Problem details –
Transcribe the data below verbatim from the line with "Would you mind pointing to the tulip bud" to the line with "Would you mind pointing to the closed". Include both of those lines.

Dataset entries –
■ ■ ■
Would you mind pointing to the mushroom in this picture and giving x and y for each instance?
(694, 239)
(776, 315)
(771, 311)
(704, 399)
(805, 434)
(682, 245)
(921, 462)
■ ■ ■
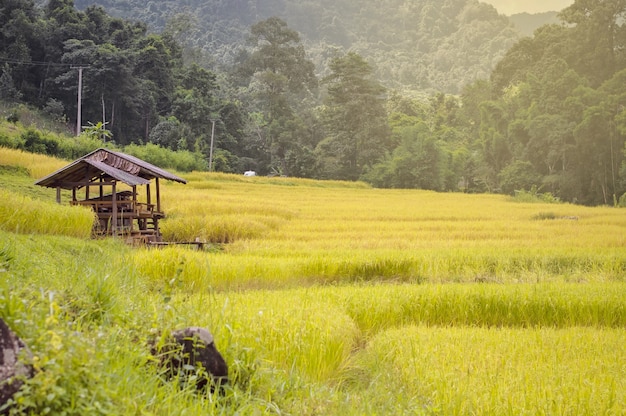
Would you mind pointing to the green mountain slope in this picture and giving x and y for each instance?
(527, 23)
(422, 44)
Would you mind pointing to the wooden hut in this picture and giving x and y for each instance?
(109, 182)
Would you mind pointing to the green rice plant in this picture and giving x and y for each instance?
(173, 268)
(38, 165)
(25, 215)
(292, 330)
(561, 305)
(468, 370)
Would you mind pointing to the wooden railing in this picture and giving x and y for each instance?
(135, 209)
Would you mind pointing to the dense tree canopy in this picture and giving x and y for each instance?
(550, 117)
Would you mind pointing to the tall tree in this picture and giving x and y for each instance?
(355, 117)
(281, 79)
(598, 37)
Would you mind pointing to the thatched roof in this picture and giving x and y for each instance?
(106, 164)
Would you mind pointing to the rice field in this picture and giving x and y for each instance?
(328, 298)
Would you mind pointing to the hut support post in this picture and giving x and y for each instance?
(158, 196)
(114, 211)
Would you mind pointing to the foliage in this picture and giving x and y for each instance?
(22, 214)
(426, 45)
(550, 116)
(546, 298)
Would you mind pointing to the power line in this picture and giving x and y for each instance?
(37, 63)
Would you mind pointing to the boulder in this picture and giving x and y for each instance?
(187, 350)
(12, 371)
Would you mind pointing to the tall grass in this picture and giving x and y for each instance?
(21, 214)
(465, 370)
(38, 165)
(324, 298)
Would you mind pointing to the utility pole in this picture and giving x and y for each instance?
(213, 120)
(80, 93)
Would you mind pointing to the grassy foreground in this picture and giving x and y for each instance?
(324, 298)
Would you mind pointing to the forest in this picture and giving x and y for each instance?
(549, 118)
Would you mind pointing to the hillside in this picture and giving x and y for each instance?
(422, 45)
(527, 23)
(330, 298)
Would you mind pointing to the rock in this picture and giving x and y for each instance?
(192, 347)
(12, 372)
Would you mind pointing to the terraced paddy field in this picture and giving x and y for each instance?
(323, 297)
■ ■ ■
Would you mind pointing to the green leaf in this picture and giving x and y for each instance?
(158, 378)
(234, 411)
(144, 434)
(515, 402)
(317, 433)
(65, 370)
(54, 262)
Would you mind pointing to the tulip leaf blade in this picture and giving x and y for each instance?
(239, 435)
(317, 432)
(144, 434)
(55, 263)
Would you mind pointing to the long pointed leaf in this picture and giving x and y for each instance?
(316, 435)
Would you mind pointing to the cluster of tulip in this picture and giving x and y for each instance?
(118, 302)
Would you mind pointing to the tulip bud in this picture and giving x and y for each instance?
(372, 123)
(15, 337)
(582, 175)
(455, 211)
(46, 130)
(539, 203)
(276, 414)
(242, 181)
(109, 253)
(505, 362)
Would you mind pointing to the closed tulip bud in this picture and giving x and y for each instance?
■ ■ ■
Response for this exercise –
Would you mind pointing to the tulip bud in this picture and giving x and y for each instance?
(372, 123)
(15, 337)
(582, 175)
(455, 211)
(46, 130)
(539, 203)
(276, 414)
(242, 181)
(109, 253)
(505, 362)
Would you mind pointing to the closed tulip bud in this picture and giving x and y for each instance?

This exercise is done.